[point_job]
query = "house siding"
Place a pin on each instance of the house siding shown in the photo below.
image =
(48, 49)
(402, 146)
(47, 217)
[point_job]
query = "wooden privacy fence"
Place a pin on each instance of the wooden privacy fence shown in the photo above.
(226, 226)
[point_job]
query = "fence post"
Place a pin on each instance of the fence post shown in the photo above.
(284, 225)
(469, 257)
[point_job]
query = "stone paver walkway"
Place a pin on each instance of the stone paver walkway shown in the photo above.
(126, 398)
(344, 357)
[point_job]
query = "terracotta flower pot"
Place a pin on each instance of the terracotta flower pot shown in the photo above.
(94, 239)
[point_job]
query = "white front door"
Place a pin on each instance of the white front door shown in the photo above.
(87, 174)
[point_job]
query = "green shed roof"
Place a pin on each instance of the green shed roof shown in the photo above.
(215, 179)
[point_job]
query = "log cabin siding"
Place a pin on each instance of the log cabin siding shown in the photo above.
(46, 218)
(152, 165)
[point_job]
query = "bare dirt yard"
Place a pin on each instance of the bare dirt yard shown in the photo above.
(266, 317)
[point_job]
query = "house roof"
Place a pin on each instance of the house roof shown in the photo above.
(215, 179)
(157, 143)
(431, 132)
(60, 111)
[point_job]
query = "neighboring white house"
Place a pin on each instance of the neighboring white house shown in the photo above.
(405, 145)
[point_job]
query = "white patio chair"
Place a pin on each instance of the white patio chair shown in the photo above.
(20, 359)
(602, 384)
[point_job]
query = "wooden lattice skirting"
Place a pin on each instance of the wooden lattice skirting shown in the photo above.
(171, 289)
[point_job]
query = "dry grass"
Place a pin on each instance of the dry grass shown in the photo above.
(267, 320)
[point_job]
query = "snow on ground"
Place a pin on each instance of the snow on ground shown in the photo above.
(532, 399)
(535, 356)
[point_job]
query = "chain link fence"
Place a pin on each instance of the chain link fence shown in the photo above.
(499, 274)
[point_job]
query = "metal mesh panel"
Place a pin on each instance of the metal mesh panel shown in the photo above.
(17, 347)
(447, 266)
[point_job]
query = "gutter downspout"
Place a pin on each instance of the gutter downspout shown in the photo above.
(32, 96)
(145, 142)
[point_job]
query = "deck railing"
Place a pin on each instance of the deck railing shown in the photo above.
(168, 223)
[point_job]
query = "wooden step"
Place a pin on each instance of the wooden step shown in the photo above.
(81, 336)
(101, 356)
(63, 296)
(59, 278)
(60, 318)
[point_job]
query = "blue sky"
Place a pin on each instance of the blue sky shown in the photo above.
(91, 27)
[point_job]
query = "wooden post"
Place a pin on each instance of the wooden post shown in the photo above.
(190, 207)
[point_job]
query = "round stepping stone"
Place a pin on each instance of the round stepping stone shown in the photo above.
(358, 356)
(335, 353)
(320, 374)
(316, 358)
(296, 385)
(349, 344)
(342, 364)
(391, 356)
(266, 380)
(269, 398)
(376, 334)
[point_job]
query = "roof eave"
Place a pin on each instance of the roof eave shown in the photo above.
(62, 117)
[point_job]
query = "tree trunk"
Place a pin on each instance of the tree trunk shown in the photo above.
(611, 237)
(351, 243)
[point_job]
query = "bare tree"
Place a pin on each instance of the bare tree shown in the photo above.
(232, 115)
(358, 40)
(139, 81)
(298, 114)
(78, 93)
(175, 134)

Work order: The listing above is to be transcribed exactly. Include every line.

Output:
[point_job]
query = "house siding"
Place a pin on each instance of the house siding shown in the photo below.
image =
(48, 49)
(402, 146)
(47, 217)
[point_job]
query = "wooden privacy fence"
Place a pin on each instance of the wooden privacy fence shown in the photo above.
(226, 226)
[point_job]
query = "fence post"
Place a pin on each instance of the fence post shown in the photo above.
(284, 225)
(469, 257)
[point_job]
query = "stone paver walkway"
Place a pin on each instance of the stone paver walkway shown in the photo above.
(126, 398)
(344, 357)
[point_job]
query = "terracotta flower pot"
Place a pin on each instance of the terracotta flower pot shown in the photo above.
(94, 239)
[point_job]
query = "white front door"
Place a pin on each instance of the white front door shown in the photo above.
(87, 174)
[point_job]
query = "green shed roof"
Place a pin on each instance of the green shed roof shown in the photo above.
(215, 179)
[point_job]
query = "log cabin siding"
Place a pin on each instance of the log cabin siding shown in the photo above.
(46, 218)
(152, 165)
[point_job]
query = "bare dirt yard"
Place a pin on each instance of the bare dirt yard shown in the photo above.
(266, 317)
[point_job]
query = "house roof"
Place a pin on each instance of the house roof shown in the photo above.
(215, 179)
(157, 143)
(431, 132)
(60, 111)
[point_job]
query = "neighboring white house"
Place a pin on each instance of the neighboring white house shown in the photo above.
(405, 145)
[point_job]
query = "white patio chair"
Place a pin on each instance of the white patio chair shown in the photo above.
(20, 359)
(602, 384)
[point_job]
query = "wooden lattice skirting"
Place a pin on each instance of the wooden lattice skirting shown in the photo above.
(171, 289)
[point_job]
query = "dry grass"
Place a pin on each instance of the dry grass shown in the photo above.
(267, 320)
[point_job]
query = "snow on ground"
Place a pin on each instance of the snow on ground shown in the photo above.
(532, 399)
(535, 356)
[point_job]
query = "chain link fence"
Place a pin on each instance of the chain link fence shown in the photo above.
(499, 274)
[point_job]
query = "metal mesh panel"
Place a pin on each instance of the metal mesh panel shown in the photo above.
(17, 347)
(447, 266)
[point_job]
query = "gutter downspout"
Place a pin on each instance of the gutter downspout shown in the photo above.
(32, 96)
(145, 142)
[point_job]
query = "deck railing"
Place a pin on each instance of the deck railing shown in the photo above.
(168, 223)
[point_job]
query = "wooden step"
Place a pin on each instance of the wooden step shown in the photo above.
(81, 336)
(101, 356)
(63, 296)
(59, 278)
(60, 318)
[point_job]
query = "blue sky"
Place a pin on each instance of the blue sky shown in the photo above.
(91, 27)
[point_job]
query = "wooden post"
Place a pin on each instance of the wooden post shown in the photo above.
(190, 207)
[point_job]
query = "round stepping stone"
Place a pin on each instance of the round stepping stone shown in the photo above.
(358, 356)
(335, 353)
(320, 374)
(316, 358)
(296, 385)
(349, 344)
(342, 364)
(391, 356)
(266, 380)
(269, 398)
(376, 334)
[point_job]
query = "roof eave"
Place a pin on each instance of the roof eave shown in the photo above.
(62, 117)
[point_job]
query = "tree trunk"
Place a pin on each instance of the tree trunk shown in the photo above.
(611, 237)
(351, 243)
[point_job]
query = "bare tree"
Place a pin on each instance of the bare tree shown in the photo above.
(232, 115)
(358, 40)
(139, 81)
(298, 114)
(78, 93)
(175, 134)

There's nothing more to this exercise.